# PAGE EXTRACT:
Unspeakable beauty, grace and mystery abide.
There is an embrace of kindness that encompasses all life, even yours.
And while there is injustice, anesthetization, or evil
There moves
A holy disturbance,
A benevolent rage,
A revolutionary love,
Protesting, urging, insisting
That which is sacred will not be defiled.
Those who bless the world live their life as a gesture of thanks
For this beauty
And this rage.
The choice to bless the world can take you into solitude
To search for the sources of power and grace;
Native wisdom, healing, and liberation.
More, the choice will draw you into community,
The endeavor shared,
The heritage passed on,
The companionship of struggle,
The importance of keeping faith,
The life of ritual and praise,
The comfort of human friendship,
The company of earth
The chorus of life welcoming you.
None of us alone can save the world.
Together—that is another possibility waiting.
SERMON: BLESSING THE REST
Rebecca Parker’s words invite us into imagining what it might be for us to “be a blessing to the world…” These words were spoken to her by process philosopher and Unitarian, Charles Hartshorne. This was at once an instruction and an invitation…one that Rev. Parker has taken seriously as evidenced not just by this poem but in and through all of her work as president of one of our UU seminaries, Starr King School for the Ministry, and also in her work for justice and her ability to speak truth to power in the most loving of ways, and in her embodiment of a process vision of the world – one in which love is woven through the fabric of all things, a world of radical interdependence.

# WHAT IS EXPECTED:
From the text on blessing the world, print the stretch from "Unspeakable beauty, grace" through "not be defiled." word for word.

# ENTRIES SHOWN:

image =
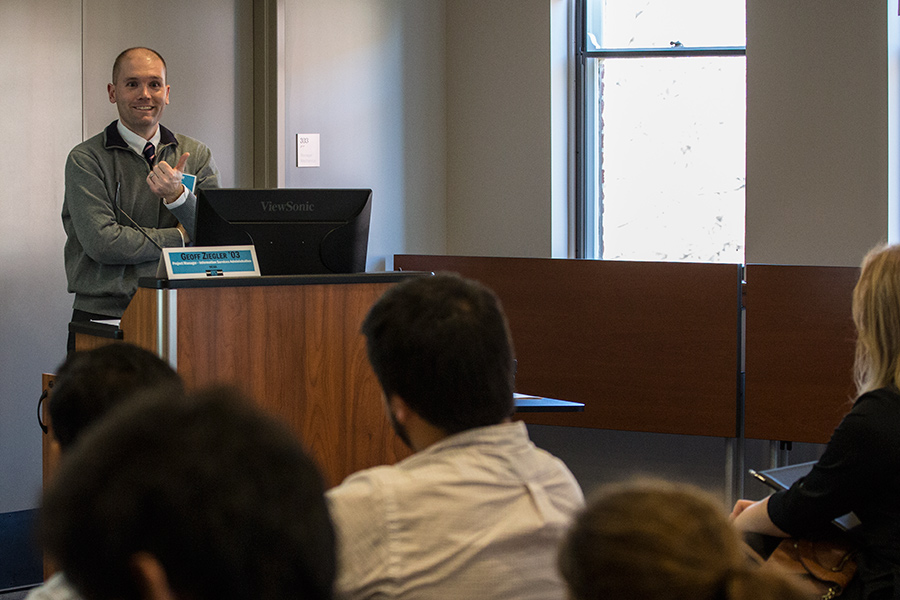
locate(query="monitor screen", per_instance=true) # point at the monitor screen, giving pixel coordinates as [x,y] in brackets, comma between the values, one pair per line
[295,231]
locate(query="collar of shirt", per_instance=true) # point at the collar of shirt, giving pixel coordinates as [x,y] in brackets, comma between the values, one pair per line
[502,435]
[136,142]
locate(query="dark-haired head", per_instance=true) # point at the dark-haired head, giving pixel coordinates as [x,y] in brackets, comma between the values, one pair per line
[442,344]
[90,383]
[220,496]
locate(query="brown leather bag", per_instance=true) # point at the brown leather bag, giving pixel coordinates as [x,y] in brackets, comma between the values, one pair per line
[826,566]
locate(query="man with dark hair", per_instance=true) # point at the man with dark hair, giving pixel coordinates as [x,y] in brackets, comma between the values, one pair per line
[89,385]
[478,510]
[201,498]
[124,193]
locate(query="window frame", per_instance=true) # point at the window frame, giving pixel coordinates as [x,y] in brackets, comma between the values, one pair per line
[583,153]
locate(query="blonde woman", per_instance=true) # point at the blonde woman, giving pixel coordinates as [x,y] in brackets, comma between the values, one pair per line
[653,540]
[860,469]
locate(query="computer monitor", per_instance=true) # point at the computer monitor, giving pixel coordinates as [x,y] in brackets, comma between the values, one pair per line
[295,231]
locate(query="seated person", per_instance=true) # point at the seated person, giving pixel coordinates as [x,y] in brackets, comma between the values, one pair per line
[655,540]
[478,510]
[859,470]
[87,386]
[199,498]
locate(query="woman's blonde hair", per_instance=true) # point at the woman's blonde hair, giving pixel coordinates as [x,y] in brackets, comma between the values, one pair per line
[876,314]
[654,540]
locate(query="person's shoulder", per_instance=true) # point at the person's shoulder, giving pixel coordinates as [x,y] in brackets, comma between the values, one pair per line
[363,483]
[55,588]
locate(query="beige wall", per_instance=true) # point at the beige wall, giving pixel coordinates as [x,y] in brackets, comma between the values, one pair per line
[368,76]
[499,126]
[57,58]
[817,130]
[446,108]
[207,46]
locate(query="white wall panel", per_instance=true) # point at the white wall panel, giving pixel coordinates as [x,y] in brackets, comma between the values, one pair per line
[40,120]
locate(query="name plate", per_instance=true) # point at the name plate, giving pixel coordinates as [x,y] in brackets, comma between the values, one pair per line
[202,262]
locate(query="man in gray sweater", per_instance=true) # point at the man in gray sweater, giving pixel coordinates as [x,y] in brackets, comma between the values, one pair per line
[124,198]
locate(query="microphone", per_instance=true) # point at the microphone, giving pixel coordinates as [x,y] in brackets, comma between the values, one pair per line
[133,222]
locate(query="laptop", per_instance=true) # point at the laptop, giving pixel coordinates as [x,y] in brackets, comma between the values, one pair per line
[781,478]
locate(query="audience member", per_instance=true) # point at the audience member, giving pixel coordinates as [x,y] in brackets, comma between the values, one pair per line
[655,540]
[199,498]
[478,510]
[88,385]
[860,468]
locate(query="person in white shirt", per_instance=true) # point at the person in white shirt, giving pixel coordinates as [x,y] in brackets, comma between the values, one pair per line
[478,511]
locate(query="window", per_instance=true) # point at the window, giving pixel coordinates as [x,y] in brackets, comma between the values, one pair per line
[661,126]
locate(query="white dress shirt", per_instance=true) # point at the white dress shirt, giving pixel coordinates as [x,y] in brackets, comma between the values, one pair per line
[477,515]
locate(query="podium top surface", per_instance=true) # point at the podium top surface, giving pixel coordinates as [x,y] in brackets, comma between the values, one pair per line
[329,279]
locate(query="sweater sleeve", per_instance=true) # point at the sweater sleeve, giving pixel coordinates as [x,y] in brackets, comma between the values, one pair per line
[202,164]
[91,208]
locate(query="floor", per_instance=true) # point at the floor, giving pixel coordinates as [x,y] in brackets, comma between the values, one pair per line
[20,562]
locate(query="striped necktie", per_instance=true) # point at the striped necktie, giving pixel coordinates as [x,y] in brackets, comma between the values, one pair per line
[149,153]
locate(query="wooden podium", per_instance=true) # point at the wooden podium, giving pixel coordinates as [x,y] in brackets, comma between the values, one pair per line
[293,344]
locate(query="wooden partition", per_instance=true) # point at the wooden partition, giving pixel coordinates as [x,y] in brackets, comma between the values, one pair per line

# RESPONSE TO THIS EXERCISE:
Unspeakable beauty, grace and mystery abide.
There is an embrace of kindness that encompasses all life, even yours.
And while there is injustice, anesthetization, or evil
There moves
A holy disturbance,
A benevolent rage,
A revolutionary love,
Protesting, urging, insisting
That which is sacred will not be defiled.